ACTION ITEM
Word for word, repeat the records, leaving every picture behind.
------ THE RECORDS
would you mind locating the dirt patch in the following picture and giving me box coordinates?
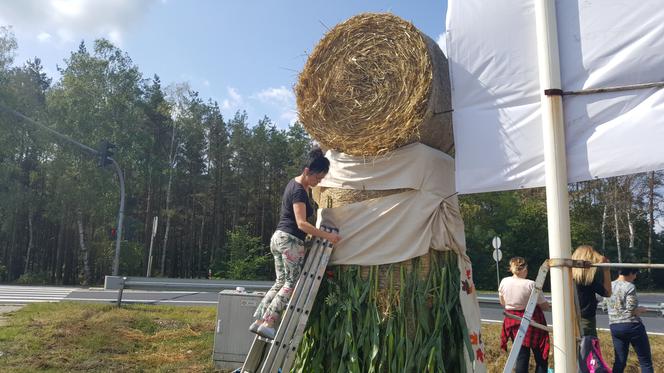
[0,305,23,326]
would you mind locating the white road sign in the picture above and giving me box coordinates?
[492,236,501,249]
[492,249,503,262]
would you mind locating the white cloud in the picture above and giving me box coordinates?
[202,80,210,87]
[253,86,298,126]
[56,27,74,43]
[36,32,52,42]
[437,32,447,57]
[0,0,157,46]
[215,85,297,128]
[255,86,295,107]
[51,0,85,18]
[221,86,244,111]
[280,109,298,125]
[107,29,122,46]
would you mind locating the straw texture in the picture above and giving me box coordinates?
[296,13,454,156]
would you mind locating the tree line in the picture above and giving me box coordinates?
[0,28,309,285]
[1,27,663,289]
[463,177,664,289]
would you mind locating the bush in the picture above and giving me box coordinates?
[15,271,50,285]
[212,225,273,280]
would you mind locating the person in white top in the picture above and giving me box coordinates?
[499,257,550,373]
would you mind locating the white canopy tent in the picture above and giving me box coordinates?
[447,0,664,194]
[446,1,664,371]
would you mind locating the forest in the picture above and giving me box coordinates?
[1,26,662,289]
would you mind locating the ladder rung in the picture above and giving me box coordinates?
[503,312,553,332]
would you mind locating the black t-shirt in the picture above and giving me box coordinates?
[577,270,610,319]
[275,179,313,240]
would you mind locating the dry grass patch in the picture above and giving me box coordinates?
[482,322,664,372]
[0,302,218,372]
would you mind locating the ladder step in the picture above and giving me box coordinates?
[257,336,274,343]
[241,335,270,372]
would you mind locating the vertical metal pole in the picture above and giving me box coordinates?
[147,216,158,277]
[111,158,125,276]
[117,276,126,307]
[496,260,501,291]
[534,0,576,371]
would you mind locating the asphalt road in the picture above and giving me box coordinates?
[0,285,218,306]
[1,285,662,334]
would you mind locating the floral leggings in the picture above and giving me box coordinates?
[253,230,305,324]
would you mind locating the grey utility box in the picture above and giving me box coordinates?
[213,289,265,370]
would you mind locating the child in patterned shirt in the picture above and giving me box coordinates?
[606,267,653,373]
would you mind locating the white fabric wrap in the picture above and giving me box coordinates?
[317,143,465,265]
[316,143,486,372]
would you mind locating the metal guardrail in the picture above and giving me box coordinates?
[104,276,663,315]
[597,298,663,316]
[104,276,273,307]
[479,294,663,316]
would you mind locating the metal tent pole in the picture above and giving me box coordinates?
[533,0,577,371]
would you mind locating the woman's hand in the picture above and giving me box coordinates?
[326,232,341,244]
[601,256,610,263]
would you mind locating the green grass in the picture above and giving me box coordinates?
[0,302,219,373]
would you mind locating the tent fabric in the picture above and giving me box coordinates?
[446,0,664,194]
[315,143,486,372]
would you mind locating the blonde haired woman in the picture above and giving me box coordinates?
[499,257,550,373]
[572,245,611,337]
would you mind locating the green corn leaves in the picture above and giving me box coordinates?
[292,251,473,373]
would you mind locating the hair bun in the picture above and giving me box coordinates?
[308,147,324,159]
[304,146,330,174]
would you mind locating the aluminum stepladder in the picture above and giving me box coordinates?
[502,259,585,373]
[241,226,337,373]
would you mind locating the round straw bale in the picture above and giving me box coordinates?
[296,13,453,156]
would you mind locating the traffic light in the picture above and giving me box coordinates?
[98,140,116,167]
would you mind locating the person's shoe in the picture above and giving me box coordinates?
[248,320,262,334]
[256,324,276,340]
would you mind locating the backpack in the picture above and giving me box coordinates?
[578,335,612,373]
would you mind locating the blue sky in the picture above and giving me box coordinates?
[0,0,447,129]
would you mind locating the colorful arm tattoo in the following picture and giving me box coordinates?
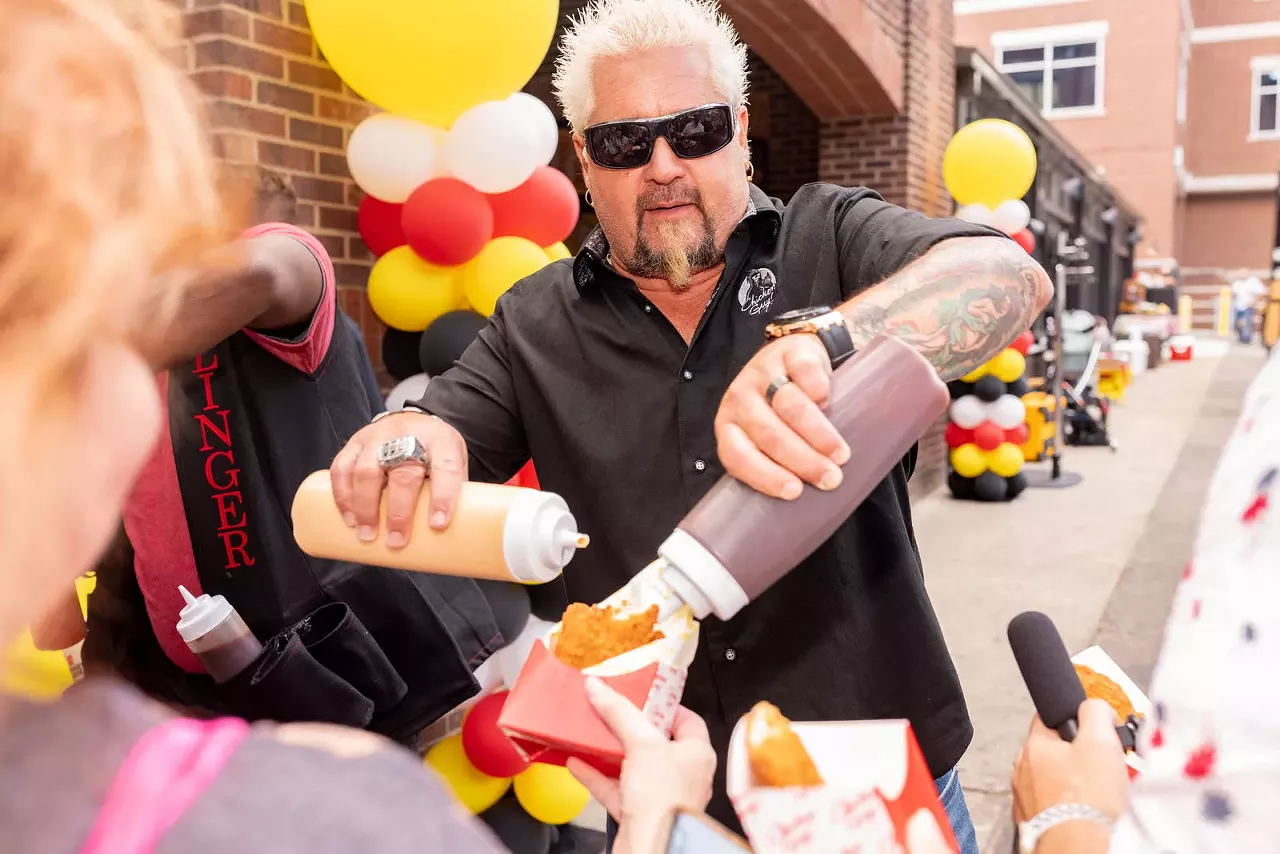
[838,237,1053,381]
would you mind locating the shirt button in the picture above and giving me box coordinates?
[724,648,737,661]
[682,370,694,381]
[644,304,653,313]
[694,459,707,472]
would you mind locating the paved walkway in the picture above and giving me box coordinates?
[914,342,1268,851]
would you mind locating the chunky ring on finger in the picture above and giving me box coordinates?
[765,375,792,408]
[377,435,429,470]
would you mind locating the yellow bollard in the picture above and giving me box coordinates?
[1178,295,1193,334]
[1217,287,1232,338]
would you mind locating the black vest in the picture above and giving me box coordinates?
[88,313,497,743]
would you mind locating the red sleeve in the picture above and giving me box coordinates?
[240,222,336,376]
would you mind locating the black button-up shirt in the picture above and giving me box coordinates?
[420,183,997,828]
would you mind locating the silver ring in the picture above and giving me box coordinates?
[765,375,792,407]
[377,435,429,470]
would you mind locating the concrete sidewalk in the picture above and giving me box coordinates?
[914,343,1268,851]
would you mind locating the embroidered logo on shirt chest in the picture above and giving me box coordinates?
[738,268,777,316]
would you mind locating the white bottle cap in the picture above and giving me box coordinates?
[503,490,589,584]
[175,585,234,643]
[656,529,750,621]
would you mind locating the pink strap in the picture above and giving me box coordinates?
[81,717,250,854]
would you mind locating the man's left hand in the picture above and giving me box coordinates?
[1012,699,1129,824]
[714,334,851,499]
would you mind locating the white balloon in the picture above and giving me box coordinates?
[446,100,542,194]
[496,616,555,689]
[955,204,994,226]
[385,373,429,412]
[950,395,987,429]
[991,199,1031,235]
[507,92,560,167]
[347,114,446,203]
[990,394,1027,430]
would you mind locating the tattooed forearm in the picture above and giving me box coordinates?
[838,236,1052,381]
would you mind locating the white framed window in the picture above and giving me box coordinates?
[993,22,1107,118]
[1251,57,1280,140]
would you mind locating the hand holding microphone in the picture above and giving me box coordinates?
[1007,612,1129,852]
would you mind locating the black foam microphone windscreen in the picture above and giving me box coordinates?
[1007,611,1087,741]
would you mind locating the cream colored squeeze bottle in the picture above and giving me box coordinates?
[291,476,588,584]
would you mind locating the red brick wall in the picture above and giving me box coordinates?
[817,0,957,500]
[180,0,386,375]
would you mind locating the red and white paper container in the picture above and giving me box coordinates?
------------
FINISHED TASK
would you mind locating the dirt patch in the following picture and giving me box coordinates?
[0,305,23,326]
would you mind locating the white road sign in the picture above and giving me box coordinates?
[492,236,501,249]
[492,249,503,262]
would you mind locating the white cloud in the picture above and giving me box coordinates?
[202,80,210,87]
[253,86,298,126]
[56,27,74,43]
[36,32,52,42]
[437,32,447,57]
[0,0,157,46]
[215,85,297,128]
[255,86,295,107]
[51,0,85,18]
[221,86,244,111]
[280,109,298,125]
[107,29,122,46]
would you mind locating the straw texture in the picture above and giving me box coordinates?
[296,13,454,156]
would you mind locating the tree line in the picture above and giving me box coordinates?
[0,28,309,285]
[1,27,663,289]
[463,177,664,289]
would you mind locating the bush in the picture above and giving me box coordinates?
[15,271,50,285]
[212,225,273,280]
would you mind locating the person in white top in the picture above and giving me box coordinates?
[499,257,550,373]
would you mind locating the white canopy tent in the picture above and giving me box coordinates?
[447,0,664,194]
[446,1,664,371]
would you mind locating the forest in the picture above and giving me box coordinates?
[1,26,662,289]
would you mind locating the ladder rung in the picture above and giving me box coordinates?
[503,312,553,332]
would you mind locating the black t-shirt in the picture above and giving me box coordinates?
[577,270,610,319]
[275,179,313,240]
would you mind locating the dry grass patch in the picture above and giving me box coordinates?
[482,322,664,372]
[0,302,218,372]
would you mind locating the ladder step in the picture above and giving me box coordinates?
[257,336,274,343]
[241,335,270,372]
would you mind locating the vertical metal pole in the picture above and giving me box coordinates?
[147,216,158,277]
[111,158,125,276]
[117,276,126,307]
[496,260,501,291]
[534,0,576,371]
would you mind locating the asphalt road in the picture above and giving me box coordinates?
[0,285,218,306]
[1,285,662,334]
would you mind locating the floral leggings in the picture above and giving me box coordinates?
[253,230,305,324]
would you mind locating the grey utility box in the picture above and giving me box coordinates?
[213,289,265,370]
would you mind locating the child in patterned shirt in the picture above and giving me box coordinates?
[606,267,653,373]
would you mind locating the white fabric wrap in the picture above and giving me box coordinates?
[317,143,465,265]
[316,143,486,372]
would you mind locating the metal guardrail in the picture above and giving me box coordinates?
[104,276,663,315]
[597,298,663,316]
[104,276,273,307]
[479,294,663,316]
would you mind locating the metal tent pole in the picture above and giving me box coordinates?
[533,0,577,371]
would you mind locating the woman's hand in the picture above and giving me box coordinates?
[326,232,341,244]
[601,256,610,263]
would you mind locating the green grass in the picture above and giving me box coordinates?
[0,302,219,373]
would you mind locating the tent fabric in the picture above and giving me box coordinates?
[446,0,664,194]
[315,143,486,372]
would you mind locating the blonde haired woman in the picture above and giving me box coordinates?
[499,257,550,373]
[572,245,611,337]
would you mind locating the green corn leaves in the picture above and giving me box coordinates?
[292,251,473,373]
would you mind locating the hair bun in the picture above and giving me box coordinates?
[308,147,324,159]
[304,146,330,174]
would you mind locating the aluminum stepladder in the picture above and giving me box coordinates?
[502,259,585,373]
[241,226,337,373]
would you mind locating the round straw bale in the picture above and giving me box coordinates?
[296,13,453,156]
would you mind locating the traffic light in the picture above and giving me box coordinates?
[98,140,116,167]
would you mind locating the person's shoe in the picture above and giving me box coordinates?
[248,320,262,334]
[256,324,276,340]
would you mind locating the backpack in the picture above and giving me box coordinates?
[578,335,612,373]
would you mind locating the blue sky in the picture above and giving me box coordinates?
[0,0,447,129]
would you mind locating the colorful arm tattoo in the following picture and giving me box coordinates?
[838,237,1053,381]
would you mind locating the shirt button in the picture above and giving me box coordinates?
[724,648,737,661]
[682,370,694,381]
[644,304,653,313]
[694,459,707,472]
would you mind locating the paved walkway in the picture above and giving me box coordinates?
[914,342,1268,851]
would you mind locating the chunky ring on finger in the picture above and giving me box coordinates?
[765,375,792,408]
[377,435,429,470]
would you mind locating the yellow bollard in the picture above and giving me box coordinates?
[1178,295,1193,334]
[1217,287,1232,338]
would you mind locating the black vest in the picture above and giving me box coordinates?
[88,313,497,743]
would you mind locating the red sleeve in the picture above and giving me box coordinates?
[240,222,336,376]
would you mind locating the black button-up shirt in the picture above and giving me box coordinates?
[420,183,997,828]
would you mind locating the silver ring in the picture above and giving me box coordinates?
[765,375,792,407]
[377,435,429,470]
would you mind locating the concrete sidewalk in the picture above and giving me box coordinates?
[914,343,1268,851]
would you mind locating the embroidered logo on shirt chest in the picture above and giving me box coordinates?
[738,268,777,316]
would you mind locating the white bottle cap in the picture above and giving me box coordinates?
[503,490,589,584]
[175,585,234,643]
[656,529,750,621]
would you mind locating the pink strap in the picture above and giving me box coordinates?
[81,717,250,854]
would you mind locating the man's left hand in the picture above and giving me box coordinates?
[1012,699,1129,824]
[714,334,851,499]
would you mind locating the white balloon in the picture above and giving me box coordinates?
[446,100,542,194]
[496,616,555,689]
[955,204,994,226]
[385,373,429,412]
[950,395,987,429]
[991,199,1031,235]
[507,92,560,167]
[347,114,446,203]
[990,394,1027,430]
would you mind locating the tattooed forearm in the picture above and giving me box coordinates?
[838,236,1052,381]
would you mind locating the white framed window in the picture above and giving me box coordinates?
[993,22,1107,118]
[1251,57,1280,140]
would you mind locating the hand holding microphone in the picture above and giving me box coordinates?
[1007,612,1129,852]
would you mind locating the black foam microphone windscreen in the picture above and giving me box coordinates?
[1007,611,1087,741]
would you mind locating the cream colored squeeze bottle in the picture above and giving me box coordinates?
[291,476,588,584]
would you mind locating the red brick wall in the picture above and giving me box coordinates?
[817,0,957,500]
[180,0,386,375]
would you mind locating the red and white paper container in the picture above and giving me box coordinates?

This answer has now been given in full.